WHAT IS BEING ASKED: Extract exactly and only the lines from the one containing "The component shall provide one point per instance of the thick" through the end of the entries below. Pictures should not appear in the copy.

PROVIDED MATERIAL:
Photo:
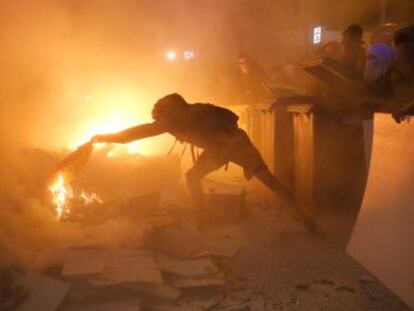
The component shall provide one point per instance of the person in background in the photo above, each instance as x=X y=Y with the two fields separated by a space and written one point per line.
x=381 y=58
x=384 y=34
x=403 y=81
x=353 y=54
x=249 y=80
x=331 y=49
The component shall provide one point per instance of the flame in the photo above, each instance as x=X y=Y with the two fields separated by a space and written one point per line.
x=110 y=110
x=60 y=193
x=91 y=198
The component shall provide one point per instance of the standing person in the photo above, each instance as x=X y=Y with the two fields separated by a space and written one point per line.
x=213 y=129
x=249 y=80
x=353 y=54
x=404 y=87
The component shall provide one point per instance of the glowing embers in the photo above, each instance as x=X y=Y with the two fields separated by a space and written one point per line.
x=66 y=202
x=60 y=194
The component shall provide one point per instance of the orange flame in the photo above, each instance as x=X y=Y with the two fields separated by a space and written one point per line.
x=60 y=195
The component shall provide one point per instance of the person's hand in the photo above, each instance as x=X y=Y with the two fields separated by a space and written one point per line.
x=97 y=139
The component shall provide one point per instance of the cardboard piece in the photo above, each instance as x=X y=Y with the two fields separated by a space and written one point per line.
x=207 y=281
x=111 y=306
x=82 y=261
x=160 y=291
x=382 y=240
x=176 y=242
x=132 y=269
x=187 y=268
x=225 y=204
x=46 y=294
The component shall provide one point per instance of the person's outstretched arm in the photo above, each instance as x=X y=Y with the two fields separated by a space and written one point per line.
x=131 y=134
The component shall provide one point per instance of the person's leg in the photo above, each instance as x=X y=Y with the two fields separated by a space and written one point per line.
x=247 y=156
x=206 y=164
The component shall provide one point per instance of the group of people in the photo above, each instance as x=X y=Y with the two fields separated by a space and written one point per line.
x=386 y=65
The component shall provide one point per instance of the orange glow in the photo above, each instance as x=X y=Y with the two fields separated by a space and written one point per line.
x=109 y=112
x=60 y=193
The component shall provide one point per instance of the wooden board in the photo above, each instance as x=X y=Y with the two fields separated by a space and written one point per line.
x=46 y=294
x=188 y=268
x=382 y=240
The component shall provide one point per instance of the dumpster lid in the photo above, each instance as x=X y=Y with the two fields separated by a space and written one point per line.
x=300 y=108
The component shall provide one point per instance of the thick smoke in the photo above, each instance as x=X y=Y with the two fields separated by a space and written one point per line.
x=68 y=63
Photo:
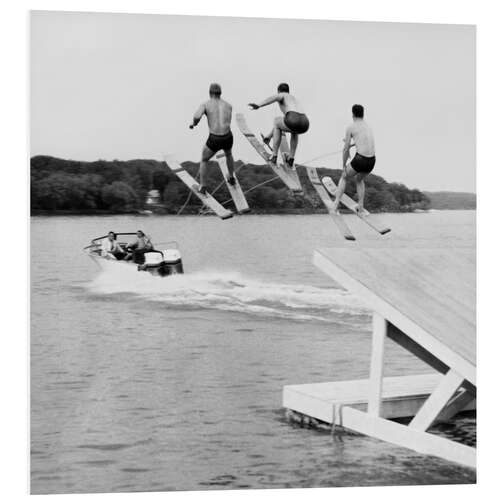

SOLVED PROBLEM:
The component shall provide one point per instance of the thick smoke in the photo above, each instance as x=X y=Y with the two fields separated by a space and written one point per line.
x=68 y=63
Photo:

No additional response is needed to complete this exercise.